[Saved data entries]
======

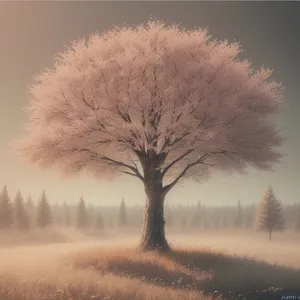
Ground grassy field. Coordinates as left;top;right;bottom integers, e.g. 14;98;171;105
0;228;299;300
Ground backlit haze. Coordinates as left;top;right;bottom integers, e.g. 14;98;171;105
0;2;299;206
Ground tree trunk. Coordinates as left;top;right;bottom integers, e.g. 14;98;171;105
269;228;272;240
139;177;170;252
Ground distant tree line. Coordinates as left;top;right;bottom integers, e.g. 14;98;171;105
0;185;299;240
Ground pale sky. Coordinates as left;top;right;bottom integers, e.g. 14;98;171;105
0;2;299;206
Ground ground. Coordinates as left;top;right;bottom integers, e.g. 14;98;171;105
0;228;299;300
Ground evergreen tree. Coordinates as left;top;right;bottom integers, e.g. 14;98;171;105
203;217;210;229
181;214;187;228
108;218;114;228
14;189;29;230
36;190;52;228
0;185;13;229
190;212;200;227
76;195;89;229
212;208;221;229
201;205;207;228
234;200;243;228
294;206;300;231
52;202;62;226
221;215;227;228
94;211;105;229
190;202;202;228
25;195;35;228
256;186;284;240
88;204;96;225
196;201;201;210
118;197;127;226
213;216;220;229
244;205;255;229
62;201;71;227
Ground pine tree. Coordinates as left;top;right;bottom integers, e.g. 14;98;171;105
0;185;13;229
221;215;227;228
25;195;35;228
190;212;200;227
118;197;127;227
76;195;89;229
94;211;105;229
190;201;202;228
212;208;221;229
88;204;96;225
52;203;62;226
14;190;29;230
244;205;255;229
201;205;207;228
294;206;300;231
181;214;187;228
203;217;210;229
256;186;284;240
62;201;71;227
36;190;52;228
234;200;243;228
108;218;114;228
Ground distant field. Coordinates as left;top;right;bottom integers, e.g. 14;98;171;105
168;229;300;268
0;228;299;300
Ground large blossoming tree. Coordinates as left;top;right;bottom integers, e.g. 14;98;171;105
15;21;284;252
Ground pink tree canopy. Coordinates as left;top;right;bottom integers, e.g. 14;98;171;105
15;21;284;195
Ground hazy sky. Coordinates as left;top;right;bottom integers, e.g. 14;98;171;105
0;2;299;206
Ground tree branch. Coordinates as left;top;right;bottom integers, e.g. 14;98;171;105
56;146;144;182
163;153;208;195
161;149;195;178
101;155;144;182
117;169;141;179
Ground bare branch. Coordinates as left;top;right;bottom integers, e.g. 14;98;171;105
163;153;209;195
101;155;144;182
161;149;194;178
117;169;141;179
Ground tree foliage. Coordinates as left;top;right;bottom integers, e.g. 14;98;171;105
15;21;284;193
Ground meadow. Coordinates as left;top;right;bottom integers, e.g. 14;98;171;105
0;228;299;300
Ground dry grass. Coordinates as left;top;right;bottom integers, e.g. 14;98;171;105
0;266;209;300
71;246;300;300
0;230;299;299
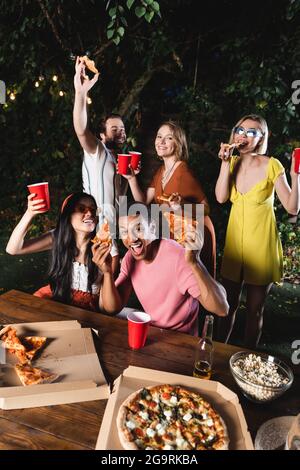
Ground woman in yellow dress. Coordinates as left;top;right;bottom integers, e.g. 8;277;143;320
215;114;299;347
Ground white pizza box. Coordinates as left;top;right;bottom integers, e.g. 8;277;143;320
0;320;109;409
96;365;254;450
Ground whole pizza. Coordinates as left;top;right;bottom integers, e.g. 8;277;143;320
117;384;229;450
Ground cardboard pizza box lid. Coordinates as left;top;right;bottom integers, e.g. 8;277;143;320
96;365;254;450
0;320;109;409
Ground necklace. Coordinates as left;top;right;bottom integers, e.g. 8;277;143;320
161;161;176;187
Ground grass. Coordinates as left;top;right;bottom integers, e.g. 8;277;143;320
228;283;300;359
0;233;299;360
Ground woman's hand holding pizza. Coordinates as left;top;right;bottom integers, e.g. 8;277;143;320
169;192;182;210
218;142;234;162
92;242;112;273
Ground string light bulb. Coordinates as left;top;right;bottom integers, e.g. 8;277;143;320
9;92;16;101
87;97;92;104
59;90;64;97
52;75;58;82
35;81;40;88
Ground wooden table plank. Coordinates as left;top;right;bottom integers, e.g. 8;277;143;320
0;403;104;449
0;290;299;449
0;290;104;327
0;416;89;450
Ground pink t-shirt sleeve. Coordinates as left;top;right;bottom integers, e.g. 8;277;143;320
115;255;128;288
175;253;201;299
115;252;132;288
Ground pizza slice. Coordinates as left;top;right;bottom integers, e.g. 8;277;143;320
22;336;47;361
7;348;29;365
15;364;59;386
91;219;112;245
157;193;172;204
1;326;48;364
163;212;198;246
1;327;29;364
227;142;245;150
79;55;99;74
221;142;247;161
0;326;26;351
224;142;247;156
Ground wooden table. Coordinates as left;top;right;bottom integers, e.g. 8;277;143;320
0;290;299;450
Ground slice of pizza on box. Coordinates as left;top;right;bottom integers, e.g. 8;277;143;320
0;326;25;351
22;336;47;361
1;326;47;364
15;364;59;387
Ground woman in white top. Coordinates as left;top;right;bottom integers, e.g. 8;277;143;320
6;192;107;311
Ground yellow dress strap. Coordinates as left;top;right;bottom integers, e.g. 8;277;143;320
268;157;285;183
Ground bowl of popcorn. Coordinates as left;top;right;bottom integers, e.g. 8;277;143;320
229;352;294;403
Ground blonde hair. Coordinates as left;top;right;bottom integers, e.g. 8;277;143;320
157;121;189;161
229;114;269;155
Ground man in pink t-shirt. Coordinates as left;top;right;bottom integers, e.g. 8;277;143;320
92;211;228;335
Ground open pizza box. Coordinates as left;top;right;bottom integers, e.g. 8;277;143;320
0;320;109;409
96;365;254;450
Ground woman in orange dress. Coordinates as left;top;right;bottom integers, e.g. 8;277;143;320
123;121;216;276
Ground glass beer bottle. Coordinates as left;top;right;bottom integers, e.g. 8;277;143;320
193;314;214;380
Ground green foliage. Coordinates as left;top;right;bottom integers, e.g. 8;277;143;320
279;217;300;282
0;0;299;284
127;0;135;9
105;0;161;45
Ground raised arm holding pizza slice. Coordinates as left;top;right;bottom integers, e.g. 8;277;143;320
73;55;128;277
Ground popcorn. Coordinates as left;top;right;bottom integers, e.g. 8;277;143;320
231;353;291;402
233;354;289;387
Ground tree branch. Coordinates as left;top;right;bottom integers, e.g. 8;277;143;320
117;64;172;118
93;41;113;58
36;0;70;52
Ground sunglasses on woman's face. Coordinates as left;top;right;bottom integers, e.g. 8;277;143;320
75;203;97;217
234;126;263;138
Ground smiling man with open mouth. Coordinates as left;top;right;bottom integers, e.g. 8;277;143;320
92;205;229;335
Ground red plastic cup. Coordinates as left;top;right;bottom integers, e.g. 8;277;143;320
129;151;142;171
27;182;50;212
127;311;151;350
117;154;131;175
293;148;300;174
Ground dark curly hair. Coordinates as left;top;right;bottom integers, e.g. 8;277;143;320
99;113;124;136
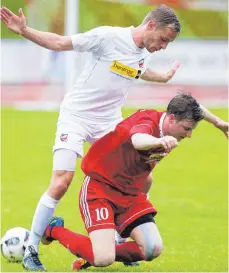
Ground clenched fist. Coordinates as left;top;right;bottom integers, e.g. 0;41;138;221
158;136;178;153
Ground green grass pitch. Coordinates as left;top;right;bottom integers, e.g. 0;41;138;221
1;107;228;272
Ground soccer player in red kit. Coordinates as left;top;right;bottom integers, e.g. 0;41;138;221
40;92;211;270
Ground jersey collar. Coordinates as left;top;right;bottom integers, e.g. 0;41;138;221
159;112;166;137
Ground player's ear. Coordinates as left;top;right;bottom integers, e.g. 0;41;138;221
168;114;176;124
147;20;156;30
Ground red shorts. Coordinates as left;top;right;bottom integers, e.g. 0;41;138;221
79;176;157;236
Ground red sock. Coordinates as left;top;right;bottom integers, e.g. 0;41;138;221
115;241;146;262
52;226;94;265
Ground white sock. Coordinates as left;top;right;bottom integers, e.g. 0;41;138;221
115;231;128;244
26;192;59;254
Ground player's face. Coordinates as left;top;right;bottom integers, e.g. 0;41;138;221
143;21;178;53
168;115;197;141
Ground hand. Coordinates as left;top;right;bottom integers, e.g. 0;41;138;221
215;119;229;139
0;7;26;35
161;61;180;83
159;136;178;153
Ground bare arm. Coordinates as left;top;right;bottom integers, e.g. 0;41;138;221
21;27;72;51
201;105;222;124
201;105;229;139
131;133;178;153
0;7;72;51
140;61;180;83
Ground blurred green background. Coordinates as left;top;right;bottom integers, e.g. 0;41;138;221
1;0;228;39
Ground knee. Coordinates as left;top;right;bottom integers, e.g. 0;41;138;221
54;171;73;190
143;240;163;261
49;171;74;198
93;253;115;267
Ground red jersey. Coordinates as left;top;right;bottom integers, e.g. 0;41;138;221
82;110;168;195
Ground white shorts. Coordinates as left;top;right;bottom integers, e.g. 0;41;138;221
53;109;122;157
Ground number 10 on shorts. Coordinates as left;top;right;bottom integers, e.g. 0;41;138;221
95;208;109;221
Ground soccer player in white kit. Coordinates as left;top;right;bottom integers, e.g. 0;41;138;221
1;4;228;271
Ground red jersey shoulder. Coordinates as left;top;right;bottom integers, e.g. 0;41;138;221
118;109;163;127
116;109;163;138
139;109;163;124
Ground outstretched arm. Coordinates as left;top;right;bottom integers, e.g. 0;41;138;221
201;105;229;139
0;7;72;51
140;61;180;83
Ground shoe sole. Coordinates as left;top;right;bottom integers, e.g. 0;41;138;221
22;262;47;271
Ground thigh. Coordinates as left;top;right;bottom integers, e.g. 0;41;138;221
53;111;89;157
130;222;163;247
53;149;78;171
79;176;116;234
130;222;163;260
89;229;115;266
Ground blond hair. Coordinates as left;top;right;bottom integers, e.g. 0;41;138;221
142;4;181;32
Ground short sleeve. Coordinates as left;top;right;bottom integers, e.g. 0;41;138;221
130;123;153;137
71;27;107;54
129;111;155;137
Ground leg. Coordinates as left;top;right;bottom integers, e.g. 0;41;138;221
22;149;78;271
115;219;163;264
89;229;115;266
27;149;77;248
115;195;159;264
114;232;139;267
43;213;159;269
79;177;117;266
43;218;115;267
114;173;153;266
130;221;163;260
43;217;146;269
73;177;118;268
115;174;153;244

======

* **ABOUT THIS EXERCISE**: Output exactly, and only, the lines running from the one that contains "Ground soccer player in white" through the last line of the entries above.

* **YOUR RESPONSE**:
Ground soccer player in white kit. Coordinates as left;top;right;bottom integers, e.g. 0;41;138;221
1;4;228;271
Ground red jersey shoulder. Coordinates as left;top;right;bottom integers, e.g. 0;41;138;221
118;109;163;127
116;109;163;138
139;109;163;124
Ground outstretched arm. Coordinates as left;top;right;bottom integers, e.g. 0;41;138;221
201;105;229;139
0;7;72;51
140;61;180;83
Ground shoe sole. Coordinates as left;top;right;bottom integers, e.g. 0;41;138;221
22;262;47;271
Ground thigh. Coordinates as left;top;right;bottom integers, e.g. 0;41;138;221
53;111;89;157
130;222;163;247
53;149;78;171
79;176;116;234
130;222;163;260
89;229;115;266
Ground blond hair. Coordinates as left;top;right;bottom integers, e.g. 0;41;138;221
142;4;181;32
Ground short sleeve. Coordinates as left;top;right;bottom integers, e.g. 0;41;138;221
130;123;153;137
71;27;107;54
129;111;155;137
Ground leg. Coordinates as left;top;right;bottom integers, e.g. 0;41;138;221
22;149;78;271
115;219;163;264
89;229;115;266
27;149;77;248
115;195;159;264
114;232;139;267
43;213;159;269
79;177;117;266
43;218;115;267
114;173;153;266
130;221;163;260
43;217;146;269
73;177;118;268
115;174;153;244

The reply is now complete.